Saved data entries
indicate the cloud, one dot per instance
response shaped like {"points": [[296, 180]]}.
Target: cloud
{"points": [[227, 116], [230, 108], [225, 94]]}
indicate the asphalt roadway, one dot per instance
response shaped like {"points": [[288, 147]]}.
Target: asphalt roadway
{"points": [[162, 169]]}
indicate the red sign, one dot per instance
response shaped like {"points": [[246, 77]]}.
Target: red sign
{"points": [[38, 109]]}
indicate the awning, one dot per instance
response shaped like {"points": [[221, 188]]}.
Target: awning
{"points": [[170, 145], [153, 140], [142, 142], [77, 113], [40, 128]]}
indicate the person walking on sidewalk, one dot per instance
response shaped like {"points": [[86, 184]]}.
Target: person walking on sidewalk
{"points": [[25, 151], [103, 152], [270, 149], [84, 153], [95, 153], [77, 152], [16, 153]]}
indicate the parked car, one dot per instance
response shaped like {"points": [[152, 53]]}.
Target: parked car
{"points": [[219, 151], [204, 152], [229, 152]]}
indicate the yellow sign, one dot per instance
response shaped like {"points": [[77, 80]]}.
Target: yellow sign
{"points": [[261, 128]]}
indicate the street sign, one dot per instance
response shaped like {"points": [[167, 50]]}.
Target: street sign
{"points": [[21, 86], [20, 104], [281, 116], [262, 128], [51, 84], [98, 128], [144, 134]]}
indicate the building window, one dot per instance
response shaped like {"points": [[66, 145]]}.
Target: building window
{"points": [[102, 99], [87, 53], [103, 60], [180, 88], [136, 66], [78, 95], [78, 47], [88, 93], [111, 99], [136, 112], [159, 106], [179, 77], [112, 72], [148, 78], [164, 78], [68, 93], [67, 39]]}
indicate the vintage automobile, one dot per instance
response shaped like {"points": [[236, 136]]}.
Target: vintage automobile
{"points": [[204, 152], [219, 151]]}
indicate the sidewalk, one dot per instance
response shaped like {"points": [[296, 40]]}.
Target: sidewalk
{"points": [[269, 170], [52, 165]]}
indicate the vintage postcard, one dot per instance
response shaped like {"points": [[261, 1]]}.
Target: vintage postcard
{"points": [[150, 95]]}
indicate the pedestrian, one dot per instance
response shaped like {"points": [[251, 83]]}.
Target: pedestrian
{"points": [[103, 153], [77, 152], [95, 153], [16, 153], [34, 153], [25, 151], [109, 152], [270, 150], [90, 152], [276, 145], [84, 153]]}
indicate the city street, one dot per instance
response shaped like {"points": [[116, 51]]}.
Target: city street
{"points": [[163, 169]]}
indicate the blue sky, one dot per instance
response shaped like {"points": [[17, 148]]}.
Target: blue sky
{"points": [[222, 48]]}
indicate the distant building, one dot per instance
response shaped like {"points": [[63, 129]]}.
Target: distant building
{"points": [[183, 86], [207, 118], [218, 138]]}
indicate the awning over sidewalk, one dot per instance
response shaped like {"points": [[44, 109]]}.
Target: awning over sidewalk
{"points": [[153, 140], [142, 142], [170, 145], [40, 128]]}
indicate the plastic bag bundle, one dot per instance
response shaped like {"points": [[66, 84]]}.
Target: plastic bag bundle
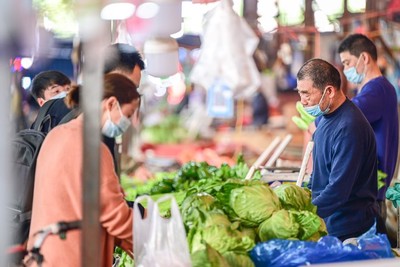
{"points": [[227, 49], [159, 241]]}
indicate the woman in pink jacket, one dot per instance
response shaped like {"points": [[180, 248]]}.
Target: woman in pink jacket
{"points": [[58, 181]]}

THE PROBLEM: Quote every line of the records above word for word, leaving out the picture.

TASK ANSWER:
indicate the cloud, one dot per instance
response shaped like {"points": [[296, 180]]}.
Target: cloud
{"points": [[227, 116], [230, 108], [225, 94]]}
indicate the asphalt roadway, one dot per instance
response shaped like {"points": [[288, 147]]}.
Target: asphalt roadway
{"points": [[162, 169]]}
indicate the red sign, one dot per instance
response shaped like {"points": [[246, 77]]}.
Target: red sign
{"points": [[38, 109]]}
indicate the awning, one dot per instance
response shaped like {"points": [[221, 188]]}.
Target: awning
{"points": [[170, 145], [153, 140], [142, 142], [77, 113], [40, 128]]}
indicate the person walking on sidewalk, one dot per instance
response shaped like {"points": [[86, 184]]}.
Target: person walking on sidewalk
{"points": [[25, 151], [103, 152], [270, 149], [84, 153], [95, 153], [77, 152], [16, 153]]}
indicate the parked car, one dot per instance
response shaped like {"points": [[152, 53]]}.
Target: parked car
{"points": [[219, 151], [204, 152], [229, 152]]}
indicate the yellow sign, one dot per instance
response shaped like {"points": [[77, 80]]}.
Target: yellow sign
{"points": [[261, 128]]}
indicate the street sign, one dot per instance
response shaped like {"points": [[167, 50]]}.
Target: street sign
{"points": [[21, 86], [20, 104], [281, 116], [262, 128], [51, 84], [98, 128], [144, 134]]}
indicate the building window, one dot per instance
response shaped like {"points": [[66, 145]]}.
Target: building window
{"points": [[102, 99], [87, 53], [103, 60], [180, 88], [136, 66], [78, 95], [78, 47], [88, 93], [111, 99], [136, 112], [159, 106], [179, 77], [112, 72], [148, 78], [164, 78], [68, 93], [67, 39]]}
indicate the vintage automobile, one dot per instance
response shaped like {"points": [[236, 136]]}.
Target: vintage automobile
{"points": [[204, 152], [219, 151]]}
indicate the sidewalk, one dot per instance
response shaped like {"points": [[296, 40]]}.
Target: sidewalk
{"points": [[269, 170], [52, 165]]}
indicate the vintage postcard, one dot per instance
response shaped like {"points": [[261, 1]]}.
Target: vintage postcard
{"points": [[150, 95]]}
indicate the pedestrian, one dot per instance
response shaped like {"points": [[251, 83]]}.
Target: pedestrian
{"points": [[103, 153], [77, 152], [95, 153], [16, 153], [34, 153], [25, 151], [109, 152], [270, 150], [90, 152], [276, 145], [84, 153]]}
indicate the city street, one dot per instance
response shaped like {"points": [[116, 51]]}.
Target: city street
{"points": [[163, 169]]}
indicate the blue sky, one dot per instance
response shaped like {"points": [[17, 148]]}.
Target: blue sky
{"points": [[222, 48]]}
indicate the distant building, one dot per instance
response shaped like {"points": [[63, 129]]}.
Target: distant building
{"points": [[183, 86], [207, 118], [218, 138]]}
indicate the awning over sidewalk, one dot per instance
response shaped like {"points": [[44, 109]]}.
Target: awning over sidewalk
{"points": [[153, 140], [142, 142], [170, 145], [40, 128]]}
indicate the plastic bag bundle, one dot per instance
response shaped like {"points": [[66, 84]]}.
Target: plastic bag bundle
{"points": [[227, 49], [159, 241]]}
indicate the woman in pink jacket, one dot per instance
response shaped like {"points": [[180, 248]]}.
Target: woman in pink jacket
{"points": [[58, 181]]}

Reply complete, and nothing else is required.